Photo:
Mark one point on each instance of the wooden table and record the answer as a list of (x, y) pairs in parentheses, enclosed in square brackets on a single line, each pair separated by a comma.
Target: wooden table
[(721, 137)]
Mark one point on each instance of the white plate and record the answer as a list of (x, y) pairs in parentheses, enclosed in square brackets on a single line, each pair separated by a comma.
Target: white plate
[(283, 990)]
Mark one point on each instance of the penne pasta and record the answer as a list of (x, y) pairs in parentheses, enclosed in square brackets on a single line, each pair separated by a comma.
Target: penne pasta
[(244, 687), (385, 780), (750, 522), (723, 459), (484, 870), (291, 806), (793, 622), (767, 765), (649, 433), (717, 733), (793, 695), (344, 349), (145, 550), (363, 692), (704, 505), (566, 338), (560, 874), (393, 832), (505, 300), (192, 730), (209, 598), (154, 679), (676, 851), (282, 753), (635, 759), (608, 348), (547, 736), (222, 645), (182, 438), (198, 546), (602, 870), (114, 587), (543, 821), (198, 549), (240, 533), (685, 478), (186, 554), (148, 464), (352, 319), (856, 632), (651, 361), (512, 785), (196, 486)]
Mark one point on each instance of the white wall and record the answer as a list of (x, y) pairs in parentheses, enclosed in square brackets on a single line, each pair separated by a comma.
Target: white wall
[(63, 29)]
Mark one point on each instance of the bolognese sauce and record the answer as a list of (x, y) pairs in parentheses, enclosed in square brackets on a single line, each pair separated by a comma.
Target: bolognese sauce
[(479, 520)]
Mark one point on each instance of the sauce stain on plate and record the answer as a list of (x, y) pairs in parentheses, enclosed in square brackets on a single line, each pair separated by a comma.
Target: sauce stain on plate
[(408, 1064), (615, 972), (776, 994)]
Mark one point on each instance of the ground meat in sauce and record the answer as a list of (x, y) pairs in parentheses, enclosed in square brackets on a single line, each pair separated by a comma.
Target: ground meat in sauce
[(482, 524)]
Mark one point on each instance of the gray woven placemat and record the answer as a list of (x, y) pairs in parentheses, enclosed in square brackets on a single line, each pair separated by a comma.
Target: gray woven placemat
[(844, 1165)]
##############################
Copy down the entries exactly, leaving out no line.

Photo:
Mark one point on each instance of the wooden table and record the answer as a list of (x, y) pairs in parentheses, enclosed in square brackets on a single line, each pair separated by a comma.
Target: wooden table
[(721, 137)]
Mark one point on each instance of the white plate and record the answer as a list of (x, y) pairs in parentheses, enclosed in square brackets on a single line, each pair separated by a comma.
Target: white plate
[(283, 990)]
Mark one point on each instance of the penne pasta and record the answer as a list of (x, y) pairs in parentheses, enclosed in square brackets on a single line, each pair separated by a comma.
Target: penne pasta
[(244, 687), (385, 780), (750, 522), (723, 459), (484, 870), (291, 806), (793, 622), (767, 765), (649, 433), (717, 733), (793, 695), (344, 349), (145, 550), (363, 692), (704, 505), (566, 338), (560, 874), (393, 832), (505, 300), (192, 730), (209, 598), (154, 679), (676, 851), (282, 753), (635, 759), (608, 348), (547, 736), (222, 645), (182, 438), (198, 546), (602, 870), (114, 587), (543, 821), (198, 549), (240, 533), (685, 478), (186, 554), (148, 464), (352, 319), (856, 632), (651, 361), (512, 785), (196, 486)]
Mark one point on each instance of the white wall and record the answer as a list of (x, y) pairs in parentheses, enclosed in square brackets on a single line, each pair separated by a comma.
Target: white wall
[(63, 29)]
Mark one point on each instance of the bolognese sauce and record the answer as a list of (x, y) pairs in parentheses, enclosed in square brackets on a single line, each pair separated by a comma.
Target: bolognese sauce
[(479, 520)]
Mark one point on each instance of the sauce stain on plate and record the answer as a list of (x, y) pairs in parentheses, enclosed in square brackets on a single line, each pair separated by a comma.
Target: sauce stain on plate
[(408, 1064), (615, 972), (776, 994)]
Mark one point on each instance of the ground meat in sauce and record the answer as a list of (x, y) pairs in parentheses, enclosed in square brackets on a single line, each pair separated by a comma.
Target: ground meat in sauce
[(482, 524)]
Mark one point on each instance of the gray woven placemat and record the answer as a list of (x, y) pairs in parentheses, enclosed in square brackets on a single line, each pair separated by a comma.
Target: gray woven placemat
[(844, 1165)]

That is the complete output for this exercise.